- **REQUIRED ACTION**
Exactly as they appear, restate the lines of the material, from the first through the one containing "Category: grass lawn".

- **PROVIDED DATA**
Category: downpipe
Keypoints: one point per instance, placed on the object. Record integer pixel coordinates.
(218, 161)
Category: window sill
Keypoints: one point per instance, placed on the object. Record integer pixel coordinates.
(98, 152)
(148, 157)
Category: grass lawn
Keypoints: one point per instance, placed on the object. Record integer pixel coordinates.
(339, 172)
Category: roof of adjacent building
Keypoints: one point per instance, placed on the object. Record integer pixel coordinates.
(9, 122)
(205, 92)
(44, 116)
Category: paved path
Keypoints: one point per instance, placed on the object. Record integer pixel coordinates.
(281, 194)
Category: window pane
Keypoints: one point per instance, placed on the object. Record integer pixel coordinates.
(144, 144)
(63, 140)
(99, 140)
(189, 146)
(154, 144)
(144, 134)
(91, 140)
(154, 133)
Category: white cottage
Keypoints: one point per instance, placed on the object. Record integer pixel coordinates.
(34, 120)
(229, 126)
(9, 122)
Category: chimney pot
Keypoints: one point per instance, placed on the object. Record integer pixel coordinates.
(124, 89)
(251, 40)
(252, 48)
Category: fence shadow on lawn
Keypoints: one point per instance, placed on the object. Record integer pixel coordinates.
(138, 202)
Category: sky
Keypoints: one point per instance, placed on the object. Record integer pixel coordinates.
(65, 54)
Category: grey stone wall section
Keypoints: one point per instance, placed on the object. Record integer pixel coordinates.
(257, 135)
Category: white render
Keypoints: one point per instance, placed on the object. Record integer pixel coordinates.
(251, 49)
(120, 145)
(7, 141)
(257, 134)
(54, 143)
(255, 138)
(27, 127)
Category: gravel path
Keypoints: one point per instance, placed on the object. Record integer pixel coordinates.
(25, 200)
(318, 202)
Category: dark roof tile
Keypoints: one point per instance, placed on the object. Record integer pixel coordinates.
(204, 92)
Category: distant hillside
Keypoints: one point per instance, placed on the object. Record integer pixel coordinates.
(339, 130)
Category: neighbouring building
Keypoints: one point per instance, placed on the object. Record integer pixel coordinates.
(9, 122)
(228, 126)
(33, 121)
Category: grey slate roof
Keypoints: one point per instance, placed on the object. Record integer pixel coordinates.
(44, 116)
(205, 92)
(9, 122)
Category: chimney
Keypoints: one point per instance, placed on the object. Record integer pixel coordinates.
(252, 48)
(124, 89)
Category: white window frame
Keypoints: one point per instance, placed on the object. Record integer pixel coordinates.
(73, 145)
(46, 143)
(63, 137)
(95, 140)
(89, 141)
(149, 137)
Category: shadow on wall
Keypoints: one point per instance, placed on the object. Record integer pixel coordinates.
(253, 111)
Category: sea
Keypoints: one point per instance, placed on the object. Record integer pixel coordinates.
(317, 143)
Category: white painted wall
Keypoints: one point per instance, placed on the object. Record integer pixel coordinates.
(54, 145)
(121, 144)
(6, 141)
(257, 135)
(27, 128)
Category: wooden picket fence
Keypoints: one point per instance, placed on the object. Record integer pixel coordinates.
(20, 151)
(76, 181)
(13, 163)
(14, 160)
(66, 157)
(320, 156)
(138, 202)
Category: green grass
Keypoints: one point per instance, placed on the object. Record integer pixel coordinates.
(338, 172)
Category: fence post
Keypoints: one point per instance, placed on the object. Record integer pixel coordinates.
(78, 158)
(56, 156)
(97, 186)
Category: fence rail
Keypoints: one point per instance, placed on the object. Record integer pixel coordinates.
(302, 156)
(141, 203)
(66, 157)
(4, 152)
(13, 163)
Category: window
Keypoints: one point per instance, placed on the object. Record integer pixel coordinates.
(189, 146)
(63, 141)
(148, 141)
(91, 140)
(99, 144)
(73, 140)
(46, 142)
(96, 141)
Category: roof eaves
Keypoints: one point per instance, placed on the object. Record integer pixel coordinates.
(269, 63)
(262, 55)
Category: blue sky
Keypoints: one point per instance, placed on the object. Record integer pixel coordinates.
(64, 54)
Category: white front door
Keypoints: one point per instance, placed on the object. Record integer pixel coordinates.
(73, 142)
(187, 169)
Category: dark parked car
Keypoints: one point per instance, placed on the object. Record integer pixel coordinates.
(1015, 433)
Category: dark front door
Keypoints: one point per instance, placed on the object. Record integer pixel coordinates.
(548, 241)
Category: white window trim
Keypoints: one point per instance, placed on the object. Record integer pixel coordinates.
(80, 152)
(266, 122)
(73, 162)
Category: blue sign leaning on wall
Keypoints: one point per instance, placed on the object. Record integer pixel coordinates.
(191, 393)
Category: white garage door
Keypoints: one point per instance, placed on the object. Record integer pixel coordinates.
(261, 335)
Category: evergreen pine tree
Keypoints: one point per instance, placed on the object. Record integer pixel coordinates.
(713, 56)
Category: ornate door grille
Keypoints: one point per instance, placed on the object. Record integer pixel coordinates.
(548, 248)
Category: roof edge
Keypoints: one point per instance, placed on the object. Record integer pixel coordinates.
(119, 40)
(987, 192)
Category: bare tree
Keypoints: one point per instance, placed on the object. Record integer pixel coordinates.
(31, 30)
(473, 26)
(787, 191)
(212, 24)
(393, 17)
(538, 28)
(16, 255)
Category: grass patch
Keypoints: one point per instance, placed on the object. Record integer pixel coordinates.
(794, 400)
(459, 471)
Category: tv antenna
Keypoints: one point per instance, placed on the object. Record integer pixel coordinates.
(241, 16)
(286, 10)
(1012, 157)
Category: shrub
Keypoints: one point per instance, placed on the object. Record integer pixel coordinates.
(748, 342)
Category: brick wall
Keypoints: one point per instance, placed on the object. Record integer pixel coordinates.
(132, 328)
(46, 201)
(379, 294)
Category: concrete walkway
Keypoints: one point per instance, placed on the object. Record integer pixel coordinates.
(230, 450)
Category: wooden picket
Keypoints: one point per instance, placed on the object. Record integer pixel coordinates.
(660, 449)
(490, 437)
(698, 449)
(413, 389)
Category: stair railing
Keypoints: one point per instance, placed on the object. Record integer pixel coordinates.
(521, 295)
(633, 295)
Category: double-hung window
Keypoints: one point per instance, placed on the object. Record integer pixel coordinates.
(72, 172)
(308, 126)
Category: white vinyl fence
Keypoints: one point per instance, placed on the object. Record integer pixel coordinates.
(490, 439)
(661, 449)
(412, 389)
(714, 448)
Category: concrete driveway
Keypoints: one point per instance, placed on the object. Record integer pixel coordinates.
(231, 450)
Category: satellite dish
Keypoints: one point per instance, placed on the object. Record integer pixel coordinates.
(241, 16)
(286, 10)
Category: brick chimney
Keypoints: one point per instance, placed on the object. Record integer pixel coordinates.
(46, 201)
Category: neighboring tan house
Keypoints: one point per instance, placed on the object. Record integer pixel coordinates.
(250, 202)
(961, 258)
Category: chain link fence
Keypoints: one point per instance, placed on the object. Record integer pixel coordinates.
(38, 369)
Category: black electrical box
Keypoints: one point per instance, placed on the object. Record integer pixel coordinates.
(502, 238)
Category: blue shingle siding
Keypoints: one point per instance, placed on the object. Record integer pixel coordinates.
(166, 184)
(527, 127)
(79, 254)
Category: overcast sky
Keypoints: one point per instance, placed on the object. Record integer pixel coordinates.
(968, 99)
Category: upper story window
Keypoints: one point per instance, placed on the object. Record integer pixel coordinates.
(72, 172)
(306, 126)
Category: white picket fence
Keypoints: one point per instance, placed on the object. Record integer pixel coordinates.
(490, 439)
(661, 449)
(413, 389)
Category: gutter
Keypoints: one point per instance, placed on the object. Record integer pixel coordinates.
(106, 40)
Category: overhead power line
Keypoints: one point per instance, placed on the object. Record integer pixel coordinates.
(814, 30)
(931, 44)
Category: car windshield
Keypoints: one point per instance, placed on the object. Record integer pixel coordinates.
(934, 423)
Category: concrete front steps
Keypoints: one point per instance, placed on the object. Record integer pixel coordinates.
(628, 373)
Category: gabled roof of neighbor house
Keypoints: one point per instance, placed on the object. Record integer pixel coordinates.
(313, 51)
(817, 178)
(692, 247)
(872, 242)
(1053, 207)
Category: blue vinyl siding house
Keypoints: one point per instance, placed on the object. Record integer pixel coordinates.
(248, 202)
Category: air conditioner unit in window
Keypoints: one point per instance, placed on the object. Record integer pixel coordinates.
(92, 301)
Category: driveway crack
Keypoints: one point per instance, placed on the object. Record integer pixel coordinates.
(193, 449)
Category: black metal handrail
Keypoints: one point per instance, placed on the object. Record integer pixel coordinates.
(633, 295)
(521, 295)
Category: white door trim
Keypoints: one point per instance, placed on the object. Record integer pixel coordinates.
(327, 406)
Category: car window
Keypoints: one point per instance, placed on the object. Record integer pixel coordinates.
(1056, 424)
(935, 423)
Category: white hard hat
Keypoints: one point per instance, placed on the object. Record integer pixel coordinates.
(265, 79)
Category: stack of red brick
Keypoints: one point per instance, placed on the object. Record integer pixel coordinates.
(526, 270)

- **YOUR SOLUTION**
Category: downpipe
Keypoints: one point per instance, placed on the object. Record integer pixel coordinates.
(218, 161)
Category: window sill
Keypoints: one point per instance, placed on the object. Record integer pixel coordinates.
(98, 152)
(148, 157)
Category: grass lawn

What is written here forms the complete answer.